* **Exercise materials**
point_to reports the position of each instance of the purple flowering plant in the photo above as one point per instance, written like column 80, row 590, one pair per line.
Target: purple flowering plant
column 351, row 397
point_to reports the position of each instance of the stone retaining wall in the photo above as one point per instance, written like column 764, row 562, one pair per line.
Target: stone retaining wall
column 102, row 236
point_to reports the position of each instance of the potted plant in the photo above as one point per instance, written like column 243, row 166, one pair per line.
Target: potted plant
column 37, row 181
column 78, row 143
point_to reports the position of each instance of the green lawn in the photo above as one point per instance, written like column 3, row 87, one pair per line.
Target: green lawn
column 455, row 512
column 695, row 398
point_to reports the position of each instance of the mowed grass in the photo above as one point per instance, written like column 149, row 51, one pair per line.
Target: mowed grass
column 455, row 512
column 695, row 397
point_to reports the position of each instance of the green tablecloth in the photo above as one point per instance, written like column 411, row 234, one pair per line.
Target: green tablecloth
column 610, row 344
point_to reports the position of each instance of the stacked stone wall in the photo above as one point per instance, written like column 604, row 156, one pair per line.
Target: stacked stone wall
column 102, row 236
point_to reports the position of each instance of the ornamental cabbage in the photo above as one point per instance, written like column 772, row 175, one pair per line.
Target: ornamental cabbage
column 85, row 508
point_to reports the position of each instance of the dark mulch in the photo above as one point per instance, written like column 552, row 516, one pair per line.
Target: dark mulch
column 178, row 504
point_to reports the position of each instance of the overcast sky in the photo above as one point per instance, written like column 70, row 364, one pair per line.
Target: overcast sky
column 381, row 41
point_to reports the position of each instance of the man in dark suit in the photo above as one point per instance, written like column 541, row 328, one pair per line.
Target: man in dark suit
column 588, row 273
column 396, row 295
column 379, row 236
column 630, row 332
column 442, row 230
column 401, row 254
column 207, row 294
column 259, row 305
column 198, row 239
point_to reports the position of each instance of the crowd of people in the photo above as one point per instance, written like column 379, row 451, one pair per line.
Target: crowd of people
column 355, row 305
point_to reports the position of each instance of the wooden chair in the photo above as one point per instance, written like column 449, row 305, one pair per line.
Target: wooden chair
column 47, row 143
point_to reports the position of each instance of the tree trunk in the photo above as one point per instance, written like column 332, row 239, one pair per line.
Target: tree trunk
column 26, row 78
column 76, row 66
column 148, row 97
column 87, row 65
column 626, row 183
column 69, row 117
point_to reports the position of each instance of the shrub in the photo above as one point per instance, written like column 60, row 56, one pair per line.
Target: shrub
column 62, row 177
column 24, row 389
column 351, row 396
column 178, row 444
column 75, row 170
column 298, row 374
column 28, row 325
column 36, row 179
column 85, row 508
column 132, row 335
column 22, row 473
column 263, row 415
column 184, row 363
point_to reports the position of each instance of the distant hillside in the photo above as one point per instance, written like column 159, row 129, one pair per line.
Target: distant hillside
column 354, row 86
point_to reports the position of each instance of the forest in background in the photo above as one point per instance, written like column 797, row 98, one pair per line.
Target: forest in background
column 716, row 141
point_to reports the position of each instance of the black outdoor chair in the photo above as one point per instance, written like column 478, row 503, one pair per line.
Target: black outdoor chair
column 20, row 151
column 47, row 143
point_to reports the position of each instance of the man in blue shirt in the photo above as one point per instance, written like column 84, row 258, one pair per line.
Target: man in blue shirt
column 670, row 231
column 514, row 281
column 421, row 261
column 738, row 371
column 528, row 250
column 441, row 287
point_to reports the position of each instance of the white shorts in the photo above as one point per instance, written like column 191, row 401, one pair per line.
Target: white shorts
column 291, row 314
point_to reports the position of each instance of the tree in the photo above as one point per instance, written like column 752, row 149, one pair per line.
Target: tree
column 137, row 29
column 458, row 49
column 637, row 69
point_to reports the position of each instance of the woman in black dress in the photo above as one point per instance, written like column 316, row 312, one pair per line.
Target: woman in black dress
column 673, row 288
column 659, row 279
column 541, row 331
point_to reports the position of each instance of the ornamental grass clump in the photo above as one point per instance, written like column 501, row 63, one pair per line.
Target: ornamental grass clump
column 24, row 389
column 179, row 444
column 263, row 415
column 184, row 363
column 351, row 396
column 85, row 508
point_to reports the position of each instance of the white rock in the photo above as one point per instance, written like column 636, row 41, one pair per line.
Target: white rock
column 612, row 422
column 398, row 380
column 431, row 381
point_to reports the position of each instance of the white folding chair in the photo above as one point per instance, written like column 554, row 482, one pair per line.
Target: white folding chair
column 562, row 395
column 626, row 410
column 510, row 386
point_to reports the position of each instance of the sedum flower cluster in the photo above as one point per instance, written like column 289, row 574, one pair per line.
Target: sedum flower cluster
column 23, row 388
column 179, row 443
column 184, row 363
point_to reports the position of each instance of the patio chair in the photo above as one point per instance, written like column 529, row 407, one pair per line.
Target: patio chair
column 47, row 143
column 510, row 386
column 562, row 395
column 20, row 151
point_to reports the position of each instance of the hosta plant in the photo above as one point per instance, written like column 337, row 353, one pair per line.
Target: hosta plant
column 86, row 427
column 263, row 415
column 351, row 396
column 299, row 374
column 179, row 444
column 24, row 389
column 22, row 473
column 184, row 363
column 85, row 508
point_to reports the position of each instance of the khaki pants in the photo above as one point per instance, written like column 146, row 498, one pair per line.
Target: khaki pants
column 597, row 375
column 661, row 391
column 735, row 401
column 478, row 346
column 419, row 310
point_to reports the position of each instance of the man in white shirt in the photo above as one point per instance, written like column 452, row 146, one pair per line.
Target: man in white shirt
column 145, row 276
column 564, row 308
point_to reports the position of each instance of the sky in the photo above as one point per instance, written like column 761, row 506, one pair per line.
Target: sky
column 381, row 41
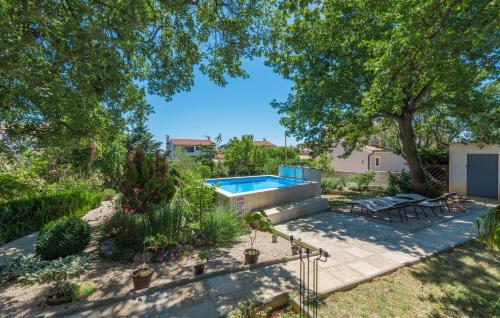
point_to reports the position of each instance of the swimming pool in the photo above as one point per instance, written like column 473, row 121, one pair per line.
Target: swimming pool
column 248, row 184
column 258, row 192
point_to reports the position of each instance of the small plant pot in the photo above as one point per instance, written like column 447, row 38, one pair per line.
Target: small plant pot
column 57, row 301
column 251, row 256
column 309, row 296
column 199, row 269
column 141, row 281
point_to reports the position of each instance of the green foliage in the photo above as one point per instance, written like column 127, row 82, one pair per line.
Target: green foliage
column 353, row 186
column 243, row 158
column 399, row 182
column 433, row 156
column 22, row 217
column 357, row 65
column 332, row 183
column 108, row 194
column 30, row 269
column 164, row 223
column 200, row 197
column 146, row 181
column 221, row 226
column 64, row 237
column 156, row 243
column 52, row 92
column 11, row 188
column 203, row 256
column 363, row 180
column 141, row 137
column 488, row 229
column 71, row 291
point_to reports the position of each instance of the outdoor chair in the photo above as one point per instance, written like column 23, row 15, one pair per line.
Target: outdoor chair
column 424, row 202
column 383, row 204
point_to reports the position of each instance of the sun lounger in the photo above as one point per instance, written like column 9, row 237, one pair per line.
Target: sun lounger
column 425, row 202
column 383, row 204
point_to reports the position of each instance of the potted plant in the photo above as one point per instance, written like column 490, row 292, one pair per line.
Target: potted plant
column 141, row 276
column 60, row 293
column 295, row 247
column 202, row 259
column 259, row 222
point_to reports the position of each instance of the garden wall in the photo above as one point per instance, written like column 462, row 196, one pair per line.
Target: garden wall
column 255, row 200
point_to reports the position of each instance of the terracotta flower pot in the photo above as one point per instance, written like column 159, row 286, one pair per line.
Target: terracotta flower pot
column 251, row 256
column 141, row 281
column 199, row 269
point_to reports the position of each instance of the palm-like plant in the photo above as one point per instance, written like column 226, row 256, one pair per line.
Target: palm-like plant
column 488, row 229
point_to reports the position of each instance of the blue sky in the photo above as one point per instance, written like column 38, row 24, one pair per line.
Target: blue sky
column 241, row 107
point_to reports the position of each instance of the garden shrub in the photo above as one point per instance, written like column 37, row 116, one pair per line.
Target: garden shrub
column 488, row 229
column 146, row 181
column 61, row 238
column 221, row 226
column 31, row 269
column 399, row 182
column 131, row 229
column 363, row 180
column 70, row 290
column 25, row 216
column 108, row 194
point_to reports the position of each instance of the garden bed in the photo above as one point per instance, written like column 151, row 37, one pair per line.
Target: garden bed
column 113, row 277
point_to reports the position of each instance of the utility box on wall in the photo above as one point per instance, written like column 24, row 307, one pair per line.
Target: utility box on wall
column 474, row 169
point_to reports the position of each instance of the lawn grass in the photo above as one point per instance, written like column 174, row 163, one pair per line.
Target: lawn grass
column 464, row 282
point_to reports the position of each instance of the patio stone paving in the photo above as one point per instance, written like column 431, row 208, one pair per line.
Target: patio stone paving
column 359, row 249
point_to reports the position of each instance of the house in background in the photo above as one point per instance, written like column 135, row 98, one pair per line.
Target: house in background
column 474, row 169
column 263, row 142
column 369, row 158
column 190, row 147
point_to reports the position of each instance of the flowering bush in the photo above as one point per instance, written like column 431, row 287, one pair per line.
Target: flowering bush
column 146, row 181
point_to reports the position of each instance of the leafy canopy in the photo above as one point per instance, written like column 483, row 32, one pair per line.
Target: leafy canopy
column 78, row 69
column 357, row 62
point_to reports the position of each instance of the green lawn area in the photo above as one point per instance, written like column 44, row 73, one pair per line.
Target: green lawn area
column 464, row 282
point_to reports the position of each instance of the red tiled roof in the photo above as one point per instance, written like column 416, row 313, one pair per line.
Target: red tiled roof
column 191, row 142
column 263, row 143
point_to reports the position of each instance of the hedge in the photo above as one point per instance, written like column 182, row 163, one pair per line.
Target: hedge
column 25, row 216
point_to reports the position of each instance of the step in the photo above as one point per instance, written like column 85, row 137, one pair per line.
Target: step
column 295, row 210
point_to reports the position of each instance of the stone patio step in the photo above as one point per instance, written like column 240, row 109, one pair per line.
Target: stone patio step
column 296, row 210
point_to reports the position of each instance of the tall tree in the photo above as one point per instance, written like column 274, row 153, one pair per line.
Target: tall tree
column 74, row 69
column 358, row 62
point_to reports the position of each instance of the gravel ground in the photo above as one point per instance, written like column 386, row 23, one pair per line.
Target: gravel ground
column 113, row 277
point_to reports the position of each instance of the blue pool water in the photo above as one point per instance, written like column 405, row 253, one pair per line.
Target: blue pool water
column 246, row 184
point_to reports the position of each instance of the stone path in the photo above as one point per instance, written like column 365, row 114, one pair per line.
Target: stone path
column 359, row 249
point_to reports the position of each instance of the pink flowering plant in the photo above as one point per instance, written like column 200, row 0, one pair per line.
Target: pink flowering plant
column 146, row 181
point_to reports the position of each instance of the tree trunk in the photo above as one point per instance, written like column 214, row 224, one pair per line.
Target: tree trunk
column 409, row 148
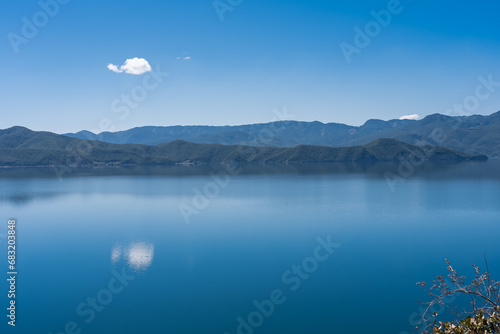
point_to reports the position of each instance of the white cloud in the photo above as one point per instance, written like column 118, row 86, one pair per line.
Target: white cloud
column 412, row 117
column 135, row 66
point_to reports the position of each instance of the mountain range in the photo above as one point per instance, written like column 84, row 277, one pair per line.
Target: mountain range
column 474, row 134
column 22, row 147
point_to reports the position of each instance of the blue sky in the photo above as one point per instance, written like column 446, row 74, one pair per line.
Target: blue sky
column 264, row 55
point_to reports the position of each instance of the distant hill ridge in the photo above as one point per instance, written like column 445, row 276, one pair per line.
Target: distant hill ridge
column 474, row 134
column 22, row 147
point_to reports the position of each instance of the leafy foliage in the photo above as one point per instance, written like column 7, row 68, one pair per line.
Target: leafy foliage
column 483, row 316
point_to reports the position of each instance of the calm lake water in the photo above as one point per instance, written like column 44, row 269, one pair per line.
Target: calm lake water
column 111, row 251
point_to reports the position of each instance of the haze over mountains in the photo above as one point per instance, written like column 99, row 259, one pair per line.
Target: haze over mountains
column 474, row 134
column 22, row 147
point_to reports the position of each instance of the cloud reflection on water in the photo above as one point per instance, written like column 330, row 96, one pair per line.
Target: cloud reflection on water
column 138, row 255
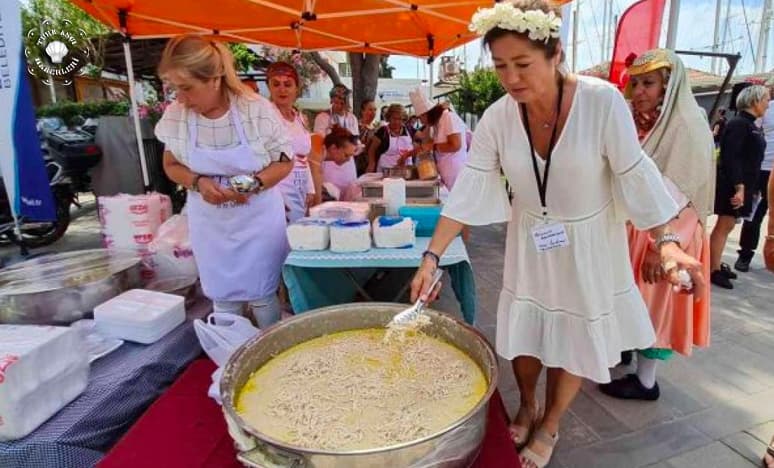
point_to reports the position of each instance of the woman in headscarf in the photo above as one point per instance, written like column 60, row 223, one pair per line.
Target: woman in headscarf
column 449, row 132
column 298, row 188
column 674, row 133
column 390, row 145
column 217, row 128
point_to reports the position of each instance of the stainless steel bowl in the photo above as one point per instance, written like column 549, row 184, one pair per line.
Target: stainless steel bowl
column 456, row 446
column 402, row 172
column 62, row 288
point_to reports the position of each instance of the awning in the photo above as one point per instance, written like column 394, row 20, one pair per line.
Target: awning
column 421, row 28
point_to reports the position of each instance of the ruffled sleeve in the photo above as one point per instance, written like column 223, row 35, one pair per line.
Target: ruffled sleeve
column 638, row 187
column 479, row 196
column 172, row 130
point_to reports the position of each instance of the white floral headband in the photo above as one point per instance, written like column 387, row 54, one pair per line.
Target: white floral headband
column 539, row 25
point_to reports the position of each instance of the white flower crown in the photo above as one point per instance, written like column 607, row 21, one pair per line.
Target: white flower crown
column 539, row 25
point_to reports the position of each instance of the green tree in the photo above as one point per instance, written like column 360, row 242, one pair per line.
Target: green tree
column 477, row 91
column 244, row 58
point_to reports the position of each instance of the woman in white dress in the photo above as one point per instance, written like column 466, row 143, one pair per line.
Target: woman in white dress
column 569, row 149
column 297, row 188
column 448, row 133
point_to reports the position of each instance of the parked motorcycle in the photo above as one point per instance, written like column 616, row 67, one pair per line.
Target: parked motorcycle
column 37, row 234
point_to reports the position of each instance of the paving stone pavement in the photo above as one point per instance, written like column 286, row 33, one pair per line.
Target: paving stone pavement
column 716, row 408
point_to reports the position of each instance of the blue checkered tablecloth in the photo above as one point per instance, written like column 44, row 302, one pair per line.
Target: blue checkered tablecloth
column 121, row 386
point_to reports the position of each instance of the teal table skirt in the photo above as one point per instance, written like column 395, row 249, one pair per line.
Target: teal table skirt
column 321, row 279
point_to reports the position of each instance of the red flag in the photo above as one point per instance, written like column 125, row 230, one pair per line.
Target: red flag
column 638, row 31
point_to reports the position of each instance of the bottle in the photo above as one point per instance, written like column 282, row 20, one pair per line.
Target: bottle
column 426, row 166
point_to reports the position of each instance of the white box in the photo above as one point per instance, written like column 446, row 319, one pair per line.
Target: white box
column 345, row 211
column 140, row 316
column 42, row 369
column 347, row 237
column 393, row 232
column 309, row 234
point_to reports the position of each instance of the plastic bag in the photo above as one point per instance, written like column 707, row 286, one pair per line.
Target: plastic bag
column 220, row 335
column 171, row 253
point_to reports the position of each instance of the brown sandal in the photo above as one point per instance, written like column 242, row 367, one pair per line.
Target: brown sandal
column 540, row 461
column 769, row 453
column 520, row 434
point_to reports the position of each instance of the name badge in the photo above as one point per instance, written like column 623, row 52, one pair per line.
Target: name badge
column 549, row 236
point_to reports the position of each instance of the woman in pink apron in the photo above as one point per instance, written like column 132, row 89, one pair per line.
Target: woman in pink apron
column 297, row 188
column 449, row 136
column 340, row 175
column 392, row 143
column 217, row 129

* **What needs to be done**
Would you print, exactly as written, every line above from the one holding "Target: teal table skirt" through the one holding "point_to reports the position of each instance of the white box", with both included and no other lines?

* **The answer**
Target: teal table skirt
column 321, row 279
point_to reports the position of each instance of the red flag in the photo above as one point per instance, written like column 125, row 230, one pair per line.
Target: red flag
column 638, row 31
point_to reports the position of each instance of the bottle in the photo above as one point per instance, written like column 282, row 20, one pair per line.
Target: bottle
column 426, row 166
point_to reports the position of each instance of the white box in the photo above as one point per instance, written like column 446, row 319, one pair per line.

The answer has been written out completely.